*PROVIDED DATA*.
------------

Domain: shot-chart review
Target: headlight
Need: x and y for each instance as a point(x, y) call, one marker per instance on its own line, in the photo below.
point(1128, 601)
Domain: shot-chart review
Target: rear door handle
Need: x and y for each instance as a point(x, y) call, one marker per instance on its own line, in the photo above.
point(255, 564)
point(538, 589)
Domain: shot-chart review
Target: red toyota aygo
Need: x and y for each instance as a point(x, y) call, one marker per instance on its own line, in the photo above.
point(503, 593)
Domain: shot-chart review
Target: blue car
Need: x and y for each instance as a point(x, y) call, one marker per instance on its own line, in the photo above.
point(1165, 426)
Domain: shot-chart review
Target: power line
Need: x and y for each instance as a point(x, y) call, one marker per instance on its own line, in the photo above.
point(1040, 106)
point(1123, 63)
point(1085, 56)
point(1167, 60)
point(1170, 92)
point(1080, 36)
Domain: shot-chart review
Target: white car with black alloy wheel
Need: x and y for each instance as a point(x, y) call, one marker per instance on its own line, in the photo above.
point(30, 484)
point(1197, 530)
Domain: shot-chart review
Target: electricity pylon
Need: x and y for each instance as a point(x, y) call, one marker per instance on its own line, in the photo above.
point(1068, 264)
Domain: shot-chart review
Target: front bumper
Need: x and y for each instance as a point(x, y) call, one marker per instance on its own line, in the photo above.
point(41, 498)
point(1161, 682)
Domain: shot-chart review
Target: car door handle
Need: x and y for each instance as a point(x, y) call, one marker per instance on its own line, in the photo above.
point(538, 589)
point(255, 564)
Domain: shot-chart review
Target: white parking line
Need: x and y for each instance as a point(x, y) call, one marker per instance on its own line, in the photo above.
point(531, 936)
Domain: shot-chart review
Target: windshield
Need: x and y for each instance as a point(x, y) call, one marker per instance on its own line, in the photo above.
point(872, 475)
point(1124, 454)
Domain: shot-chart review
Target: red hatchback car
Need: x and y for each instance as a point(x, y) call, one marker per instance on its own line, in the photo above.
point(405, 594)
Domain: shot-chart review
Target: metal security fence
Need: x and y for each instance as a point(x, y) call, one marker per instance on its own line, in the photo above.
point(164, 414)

------------

*EXERCISE REQUIREMENTS*. Render all the records above as a two-column CSV with the header record_text,answer and one row per record. Put the record's text in the first field and its answer in the second, quote each field, and replace line breaks with spaces.

*REPLY TO THE TASK*.
record_text,answer
"Domain: shot-chart review Target: headlight Need: x and y for each instance as a point(x, y) call, one marker per instance on its own line, in the photo below.","point(1128, 601)"
"Domain: shot-chart review Target: rear door handle Need: x and y for each instance as a point(x, y) call, one marker per instance on its own line, in the photo above.","point(255, 564) point(538, 589)"
"Domain: shot-chart review Target: red toyota aygo Need: x and y for each instance as a point(x, y) call, one marker per instance on its own line, in the photo above.","point(503, 593)"
"Domain: shot-chart review Target: blue car Need: x and y for each instance as a point(x, y) call, one marker per instance on its own line, in the photo above.","point(1165, 426)"
"Domain: shot-chart review Target: power line Need: x and y for each instance as a point(x, y) call, one marker per instance on its own line, in the photo above.","point(1040, 106) point(1123, 63) point(1085, 56) point(1167, 60) point(1170, 92) point(1080, 36)"
"Domain: shot-chart review Target: white car with black alloy wheel Need: x and y for each instance as a point(x, y) call, one marker per instance on its own line, in the photo above.","point(30, 484) point(1197, 530)"
"Domain: shot-chart review Target: electricity pylon Need: x and y for each instance as a point(x, y) call, one marker per instance on its own line, in the photo above.","point(1068, 264)"
"Domain: shot-chart review Target: front bumper Need: x and y for each instance as a point(x, y) call, one marker per instance on its own line, in the photo above.","point(41, 498) point(1161, 682)"
"Domain: shot-chart review Target: car door handle Need: x and y for each instance as a point(x, y) call, one marker per instance on its own line, in the photo above.","point(538, 589) point(255, 564)"
"Domain: shot-chart review Target: white parking line Need: x and y for each instance as a point(x, y) call, one marker per instance on its own line, in the photo above.","point(531, 936)"
"Domain: shot-chart review Target: windshield Need: x and y for each instance as a point(x, y) call, one marker per instance on its own line, in the photo above.","point(872, 475) point(1124, 454)"
"Domain: shot-chart review Target: red hatchback car Need: x and y for each instance as a point(x, y) call, one marker per instance on its own line, in the photo above.","point(405, 594)"
"Domain: shot-chart review Target: metal security fence Need: x and y for each instance as a point(x, y) call, one marker per instance on its own line, in the photo above.","point(164, 414)"